● **WHAT TO WORK ON**
**A.** Answer these from the September/October 2011 newsletter, one line each:
(i) What color are the stains that Asian lady beetles leave?
(ii) What does the newsletter call the single most common structural problem in homes?
(iii) How many new termite species does Florida now have that weren't around a century ago?
**B.** Reproduce the September/October 2011 newsletter word for word between "Here are some" and "leaving orange-colored stains.", inclusive.
**C.** Write the next part of the September/October 2011 newsletter, picking up after its final sentence.

Newsletter

September/October 2011 Newsletter

Posted by Mark A. Puglisi, ACE on Wed, Aug 31, 2011 @ 08:03 PM

fall
Fall Invaders

Fall is typically a very pleasant time of year for people to spend time outdoors. But it's also a time when many pest are busy looking for a drier and more comfortable place to spend the winter. It's at this time that they start gathering on the outside of homes and other buildings, and can invade in huge numbers.

Fall invading insects enter through any exterior crevice or other opening. But they gradually move deeper indoors during the months ahead, attracted to the warmth and lights indoors, until they "spill out" into interior rooms.

Here are some of the fall invaders:

Asian lady beetles-This orange beetle with black spots was brought into this country to feed on agricultural pests, but they move indoors in the fall in droves, leaving orange-colored stains.

Stink bugs-We've always had stink bugs, but the new brown marmorated stink bug is a much more serious pest that is spreading, smells horrible, and often invades in large numbers.

Cluster flies-There are several species of these flies, and along with face flies the adults can invade in huge numbers in the fall. Cluster fly maggots parasitize earthworms.

Rats and mice- One by one, these rodents that had been living outdoors start coming indoors in the fall and early winter.

Other fall invaders are boxelder bugs, elm leaf beetles, wasp and yellowjacket queens, crickets, earwigs, entire ant colonies, various wild animals, and many other pests.

Other regular treatments are needed to prevent these pests from invading in the fall and winter. With some pests, additional special treatments are needed.

Moisture Sources That Lead to Decay

Wood decay is the single most common structural problem in homes, costing owners billions of dollars a year. We have found that much of the damage could have been prevented or repaired at a relatively minor cost if it had been detected early. That's why a small investment in having us do a professional inspection that finds wood decay and wood destroying pests often pay huge dividends.

Here are a few of the many ways moisture gets to wood, causing wood decay and attracted wood-destroying pests like termites and carpenter ants:

  • Direct soil contact. Whenever wood touches soil directly it will soak up any available moisture.
  • wood seepage. Water most easily seeps into the ends of boards and where they are joined together, such as at the edge of a roof, house corners, and especially around door and window frames.
  • Plumbing leaks. A common problem that can cause constant wetting and encourage wood decay.
  • Condensation. This can happen in many places around a home-often around windows and under homes built a crawl space, especially if ventilation is poor due to an inadequate number of blocked vents.
  • Roof water. Water may get inside a leaky roof or get backed up in clogged rain gutters and flow onto wood. The water may seep back under a foundation if it is dumped at the base wall.

Ship
Termites Are Arriving on Ships

The extremly destructive Formosan termite, originally from China, is spreading in this country. But that's not the only termite from another continent that has invaded the United States. Florida, the state with more new termites than any other state, now has six new termite species that weren't around a century ago.

● **RECORDS PROVIDED**
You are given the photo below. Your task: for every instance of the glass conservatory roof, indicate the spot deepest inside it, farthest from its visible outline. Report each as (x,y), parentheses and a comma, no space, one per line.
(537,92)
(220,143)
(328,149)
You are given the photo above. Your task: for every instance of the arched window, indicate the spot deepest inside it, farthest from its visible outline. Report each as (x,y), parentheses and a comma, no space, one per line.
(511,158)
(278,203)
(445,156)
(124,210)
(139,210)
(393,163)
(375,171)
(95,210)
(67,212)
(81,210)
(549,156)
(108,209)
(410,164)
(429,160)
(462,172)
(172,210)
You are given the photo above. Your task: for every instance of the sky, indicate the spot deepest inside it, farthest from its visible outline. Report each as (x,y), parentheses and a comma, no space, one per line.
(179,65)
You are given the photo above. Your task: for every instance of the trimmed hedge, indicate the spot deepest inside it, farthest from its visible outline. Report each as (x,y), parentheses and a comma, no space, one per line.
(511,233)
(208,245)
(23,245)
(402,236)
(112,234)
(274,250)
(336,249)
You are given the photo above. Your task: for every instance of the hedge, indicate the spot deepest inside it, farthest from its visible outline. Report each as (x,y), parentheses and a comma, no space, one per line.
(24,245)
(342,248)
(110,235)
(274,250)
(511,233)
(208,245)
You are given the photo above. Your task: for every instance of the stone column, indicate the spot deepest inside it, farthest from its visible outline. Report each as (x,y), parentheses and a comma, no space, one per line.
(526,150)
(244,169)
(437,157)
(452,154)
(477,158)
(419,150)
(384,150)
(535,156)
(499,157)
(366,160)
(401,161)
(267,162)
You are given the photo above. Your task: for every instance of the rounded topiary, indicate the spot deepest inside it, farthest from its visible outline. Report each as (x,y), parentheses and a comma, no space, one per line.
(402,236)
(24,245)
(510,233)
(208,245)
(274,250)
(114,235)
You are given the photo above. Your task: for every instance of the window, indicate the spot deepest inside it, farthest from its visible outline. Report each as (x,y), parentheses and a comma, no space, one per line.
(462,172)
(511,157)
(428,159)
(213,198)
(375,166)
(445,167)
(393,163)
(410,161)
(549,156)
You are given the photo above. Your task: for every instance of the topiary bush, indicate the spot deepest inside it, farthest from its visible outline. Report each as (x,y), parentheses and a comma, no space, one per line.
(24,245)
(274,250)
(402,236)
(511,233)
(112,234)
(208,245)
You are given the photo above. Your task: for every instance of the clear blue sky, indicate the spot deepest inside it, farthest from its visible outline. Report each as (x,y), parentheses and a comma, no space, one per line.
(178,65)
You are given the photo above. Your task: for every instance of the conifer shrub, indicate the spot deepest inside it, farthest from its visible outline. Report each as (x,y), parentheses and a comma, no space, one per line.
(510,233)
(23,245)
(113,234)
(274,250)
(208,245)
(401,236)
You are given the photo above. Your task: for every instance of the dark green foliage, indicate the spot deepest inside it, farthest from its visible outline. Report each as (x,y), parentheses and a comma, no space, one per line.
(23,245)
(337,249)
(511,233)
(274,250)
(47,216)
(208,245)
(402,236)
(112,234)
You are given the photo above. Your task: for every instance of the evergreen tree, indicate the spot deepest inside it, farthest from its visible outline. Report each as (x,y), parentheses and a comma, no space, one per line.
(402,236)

● **ANSWER SECTION**
**A.**
(i) Orange.
(ii) Wood decay.
(iii) Six.

**B.**
Here are some of the fall invaders:

Asian lady beetles-This orange beetle with black spots was brought into this country to feed on agricultural pests, but they move indoors in the fall in droves, leaving orange-colored stains.

**C.**
How are these termites getting here? It has been suspected that many new termites species have come to our country on infested ships. One study showed there is a strong correlation between Formosan termite infestations and how far it is to where ships dock on the ocean.

Now a new study has confirmed that many termite infestations on boats and ships moored a U.S. docks are new termite species. This is especially true for boats registered in other countries, but U.S. vessels may become infested with new species if they have traveled to other countries and returned. While docked here, winged reproductive termites may emerge from these on-board infestations, fly to land, and start new colonies. It appears that requiring more thorough inspections of these ships is needed to prevent additional termite species from gaining a foothold here.

IMG_8172 mosquito
Stinky Socks Attract Mosquitoes

You may want to leave the room when you smell stinky socks, but mosquitoes are actually attracted to them!

Research showed a number of years ago that smelly feet are highly attractive to mosquitoes. They also discovered that limburger cheese, which smells somewhat like smelly feet, is also very attractive. Actually, some of the same microorganisms that cause feet to smell also give limburger cheese its delicious taste and smell.

The smelly foot odor is easily transferred to socks, making stinky socks very attractive to mosquitoes. Studies in Tanzania are now testing dirty socks to lure mosquitoes to traps. The smelly socks are a cheaper attractant than expensive chemical baits, and preliminary test have shown they are just as alluring.

Mosquitoes transmit a wide variety of pathogens here and around the world. About 800,000 people die from mosquito-transmitted malaria.

bowl_of_dry_catfood
Pest Prevention Tip of the Month

Pet food and water left out overnight invites trouble with pests, so remove it nightly. Raccoons, rodents, and many insect pests such as cockroaches and ants actually learn where to look for food, and will return each night for another feast.